- **What the task requires**
Edit the items below by replacing each "combine them" with "merge them" and changing nothing else. Leave the pictures out of your answer.

- **Records for the task**
* BEGIN *

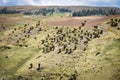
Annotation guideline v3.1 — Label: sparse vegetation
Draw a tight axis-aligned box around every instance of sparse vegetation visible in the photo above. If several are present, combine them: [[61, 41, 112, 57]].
[[0, 8, 120, 80]]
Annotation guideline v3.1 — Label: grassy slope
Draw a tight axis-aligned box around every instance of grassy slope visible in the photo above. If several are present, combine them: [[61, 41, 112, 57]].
[[0, 14, 120, 80]]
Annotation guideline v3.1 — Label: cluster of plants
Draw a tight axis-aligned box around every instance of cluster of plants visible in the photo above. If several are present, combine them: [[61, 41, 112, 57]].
[[107, 18, 120, 30], [41, 26, 103, 54], [72, 9, 120, 16]]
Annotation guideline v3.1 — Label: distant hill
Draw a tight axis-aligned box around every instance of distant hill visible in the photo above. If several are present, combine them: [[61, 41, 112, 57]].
[[0, 5, 120, 16], [0, 5, 120, 12]]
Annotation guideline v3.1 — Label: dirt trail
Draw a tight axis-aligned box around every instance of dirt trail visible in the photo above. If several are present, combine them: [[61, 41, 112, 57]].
[[46, 15, 120, 27]]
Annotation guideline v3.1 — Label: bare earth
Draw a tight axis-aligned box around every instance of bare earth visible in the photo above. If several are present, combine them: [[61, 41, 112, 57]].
[[46, 15, 119, 27]]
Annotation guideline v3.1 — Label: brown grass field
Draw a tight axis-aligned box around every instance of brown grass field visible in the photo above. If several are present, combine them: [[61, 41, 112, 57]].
[[0, 14, 120, 80]]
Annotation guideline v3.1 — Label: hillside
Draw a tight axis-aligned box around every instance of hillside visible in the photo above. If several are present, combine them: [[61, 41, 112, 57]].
[[0, 5, 120, 13], [0, 14, 120, 80]]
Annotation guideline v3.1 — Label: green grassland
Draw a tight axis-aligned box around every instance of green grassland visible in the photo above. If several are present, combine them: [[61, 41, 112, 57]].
[[0, 13, 120, 80]]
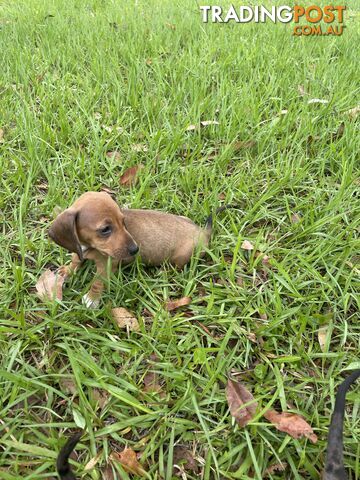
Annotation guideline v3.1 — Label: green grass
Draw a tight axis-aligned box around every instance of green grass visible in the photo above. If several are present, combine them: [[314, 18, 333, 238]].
[[0, 0, 360, 480]]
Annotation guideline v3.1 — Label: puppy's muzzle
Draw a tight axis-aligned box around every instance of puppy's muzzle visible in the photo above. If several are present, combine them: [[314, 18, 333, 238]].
[[128, 243, 139, 256]]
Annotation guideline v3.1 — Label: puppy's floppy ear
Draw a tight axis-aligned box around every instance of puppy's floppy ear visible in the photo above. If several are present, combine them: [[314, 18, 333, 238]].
[[49, 208, 84, 261]]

* END *

- **Task output**
Annotation guideline v3.1 — Label: sparse vegetation
Draw a tight axis-aligned box around every instance of sparse vegetation visible in the photo above. If several are present, merge them: [[61, 41, 112, 57]].
[[0, 8, 120, 80]]
Annotation guideline v3.1 — Label: grassy slope
Draw a tight axis-aligned box around every instance of grassy slope visible in the photo above. If several are present, merge them: [[61, 41, 112, 57]].
[[0, 14, 120, 80]]
Annotation guideline v3.1 — Label: cluster of plants
Draw a tight axis-aligned box around every instance of cluster of plants visible in the photo above. If several are present, merge them: [[61, 41, 112, 57]].
[[107, 18, 120, 30], [41, 26, 103, 54], [72, 9, 120, 16]]
Annotation guideline v3.1 — Label: distant hill
Draw a tight axis-aligned box around every instance of distant hill visible in the photo above. If several are present, merge them: [[61, 41, 112, 57]].
[[0, 5, 120, 16], [0, 5, 120, 12]]
Annotation guideline v3.1 — Label: dirt trail
Draw a tight axis-aligned box around every instance of dirt trail visible in the photo above. If several are present, merge them: [[61, 41, 112, 57]].
[[46, 15, 120, 27]]
Annotation guideline v3.1 — Label: bare earth
Draw a tight axis-aligned box around every instance of bare earth visible in the photo above. If several are present, merge them: [[61, 41, 112, 57]].
[[46, 15, 119, 27]]
Annotation guideline v3.1 — Label: brown grass field
Draw a tight axis-aligned box around every instance of brown grass field visible in the photo above. If several are present, merge them: [[61, 41, 112, 57]].
[[0, 14, 120, 80]]
Annotation guideline v3.1 — Label: hillside
Draw a tight axis-aligned box around every instance of hillside visible in the photo above. If several are present, merge them: [[61, 41, 112, 57]].
[[0, 5, 120, 13], [0, 14, 120, 80]]
Annotation guideline v3.1 — Label: green grassland
Draw a tight axis-aligned box around every instance of green grassland visible in the photo above. If several are present, merge them: [[61, 41, 112, 57]].
[[0, 13, 120, 80]]
Annotation guideline v3.1 — Label: green grass
Draw a tight axis-aligned box around every instance of green grass visible in the photo above. If several are present, merge them: [[314, 18, 333, 238]].
[[0, 0, 360, 480]]
Annotation guideline v3.1 — Label: puppy's muzzle
Draw a tight axis-aligned box around every instance of puppy's muzzle visible in the photo above. If several are present, merge them: [[314, 18, 333, 238]].
[[128, 243, 139, 256]]
Annotation guideline v3.1 — Label: puppy's floppy ear
Draw a tight axis-aligned box around every instance of puppy's floppy ear visible in the photo above. If several are present, merge them: [[314, 18, 333, 238]].
[[49, 208, 84, 261]]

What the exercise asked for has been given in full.